= Task to carry out =
Edit the records below by changing every "Place a dot" to "Put a mark" and leaving everything else the same.

= Stored items from a collection =

————

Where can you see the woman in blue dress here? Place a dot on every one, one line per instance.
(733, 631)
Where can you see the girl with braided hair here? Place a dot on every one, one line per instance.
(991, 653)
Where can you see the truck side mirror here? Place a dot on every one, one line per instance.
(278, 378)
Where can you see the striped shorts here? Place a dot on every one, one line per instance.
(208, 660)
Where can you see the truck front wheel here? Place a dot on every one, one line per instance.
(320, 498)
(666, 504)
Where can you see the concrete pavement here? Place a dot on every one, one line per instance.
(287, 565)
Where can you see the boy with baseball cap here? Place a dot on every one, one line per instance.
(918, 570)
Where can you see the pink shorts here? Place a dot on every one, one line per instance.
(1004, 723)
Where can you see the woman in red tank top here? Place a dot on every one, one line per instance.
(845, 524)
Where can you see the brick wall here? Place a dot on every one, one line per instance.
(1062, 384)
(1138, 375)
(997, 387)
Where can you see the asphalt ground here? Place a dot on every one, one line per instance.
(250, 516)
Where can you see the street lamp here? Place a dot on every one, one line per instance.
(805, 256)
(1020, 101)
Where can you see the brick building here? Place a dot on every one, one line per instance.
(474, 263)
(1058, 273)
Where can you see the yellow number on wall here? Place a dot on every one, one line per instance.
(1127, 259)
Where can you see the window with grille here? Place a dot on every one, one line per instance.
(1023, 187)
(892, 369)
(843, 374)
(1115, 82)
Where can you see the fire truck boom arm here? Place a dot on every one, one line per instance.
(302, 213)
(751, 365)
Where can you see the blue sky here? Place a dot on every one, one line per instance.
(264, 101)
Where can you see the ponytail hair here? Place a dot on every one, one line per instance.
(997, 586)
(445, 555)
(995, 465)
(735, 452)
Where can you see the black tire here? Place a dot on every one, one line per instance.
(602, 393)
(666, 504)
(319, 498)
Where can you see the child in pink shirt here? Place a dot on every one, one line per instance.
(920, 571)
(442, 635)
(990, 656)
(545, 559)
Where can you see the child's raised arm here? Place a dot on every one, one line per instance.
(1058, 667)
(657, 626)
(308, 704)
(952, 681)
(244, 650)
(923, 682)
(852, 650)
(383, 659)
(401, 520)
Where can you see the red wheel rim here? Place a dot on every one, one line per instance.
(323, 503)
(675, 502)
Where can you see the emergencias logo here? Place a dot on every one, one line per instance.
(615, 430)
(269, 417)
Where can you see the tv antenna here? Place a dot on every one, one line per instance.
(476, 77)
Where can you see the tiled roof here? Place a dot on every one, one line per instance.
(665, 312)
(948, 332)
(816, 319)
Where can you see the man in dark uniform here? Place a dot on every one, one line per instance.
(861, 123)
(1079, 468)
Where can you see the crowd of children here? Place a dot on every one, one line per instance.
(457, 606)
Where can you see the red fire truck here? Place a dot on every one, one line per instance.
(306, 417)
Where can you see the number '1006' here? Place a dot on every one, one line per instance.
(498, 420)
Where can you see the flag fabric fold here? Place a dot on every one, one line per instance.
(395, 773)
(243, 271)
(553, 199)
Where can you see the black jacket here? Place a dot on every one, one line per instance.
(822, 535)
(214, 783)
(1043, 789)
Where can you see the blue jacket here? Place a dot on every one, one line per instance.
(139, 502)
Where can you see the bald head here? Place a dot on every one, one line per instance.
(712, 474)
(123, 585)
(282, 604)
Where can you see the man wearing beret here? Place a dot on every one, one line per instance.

————

= Result of this exercise =
Where can you see the woman in blue dress here? Put a mark on every one, one line per instance.
(733, 631)
Where can you see the girl with braided hair here? Put a mark on every one, one line per instance.
(991, 653)
Where can you see the truck side mirror here? Put a mark on every one, one line per instance.
(278, 378)
Where can you see the striped shorts here? Put a mark on every one, one line per instance.
(208, 660)
Where can you see the truck front wheel here? Put a mark on every one, one line per instance.
(320, 498)
(666, 504)
Where can you see the concrete pavement here? Put a mark on every one, one line per instance.
(287, 565)
Where can you see the boy with baseball cap here? Put a mark on every one, one line per instance.
(918, 570)
Where can you see the pink shorts here? Put a mark on every one, one line per instance.
(1004, 723)
Where can you see the woman in red tank top here? Put a mark on every one, one line per instance.
(845, 524)
Where can you see the brick wall here? Put a mark on every one, one line per instance.
(1062, 384)
(1138, 375)
(997, 387)
Where can you see the asphalt ground here? Put a mark on every one, one line per instance.
(250, 516)
Where can you see the street lamp here? Put a mark on every one, one line per instance.
(805, 256)
(1020, 101)
Where can you see the brick building here? Put a mark on every one, one line per instance.
(474, 263)
(1058, 273)
Where can you see the yellow number on wall here? Put a mark on every one, one line per instance.
(1127, 259)
Where can you see the window with grille here? Put a mark on every one, one line per instance.
(1023, 187)
(892, 369)
(843, 374)
(1115, 82)
Where can you see the fire truck boom arm here? Put a mark on every one, one line per instance.
(302, 213)
(751, 365)
Where can you see the blue sky here? Put a mark on every one, one line per instance.
(264, 101)
Where can you see the ponytail hair here? Put a mark on every one, one line per instance.
(997, 586)
(445, 555)
(995, 465)
(735, 452)
Where can you see the black tire here? Put a mark on every one, one line per instance.
(602, 393)
(666, 504)
(319, 498)
Where can you see the child in pink shirt here? Put a mark on every one, one line per instance.
(920, 571)
(442, 635)
(990, 656)
(545, 559)
Where can you see the child's raised arm here? Put a mark on every one, one line per instance.
(1058, 667)
(657, 626)
(308, 704)
(952, 681)
(244, 650)
(923, 682)
(852, 650)
(383, 659)
(401, 520)
Where can you see the red wheel rim here? Put a mark on every one, one line per instance.
(323, 503)
(675, 502)
Where can you see the emergencias logo here? Put a mark on every one, one line per instance.
(615, 430)
(269, 417)
Where can you see the tv antenna here? Put a mark on every one, one line per instance.
(476, 77)
Where can you see the tiled roof here? Put a mark on every one, one line per instance.
(665, 312)
(948, 332)
(816, 319)
Where can you see the man in dark uniform here? Put a mark on every one, one line per instance.
(861, 123)
(1079, 468)
Where can you see the crowd of children here? Put a mark on every one, one line per instance.
(457, 606)
Where can you see the red fire truck here? Put a mark on every one, one line per instance.
(306, 417)
Where can you see the number '1006' here? Put a mark on every one, one line per instance.
(498, 420)
Where can you see the flag fabric fold here? Put a mark on every one, one line per instance.
(395, 773)
(243, 271)
(553, 199)
Where can you see the black jacket here? Put a mark on every one, one line per instance.
(822, 535)
(214, 783)
(1043, 789)
Where can you see the blue jacket here? Put a mark on every one, one line per instance.
(139, 502)
Where can you see the bald head here? Put a mark on every one, one line per instance.
(712, 474)
(123, 585)
(282, 604)
Where can you see the man wearing beret here? Put a mark on every one, one line per instance.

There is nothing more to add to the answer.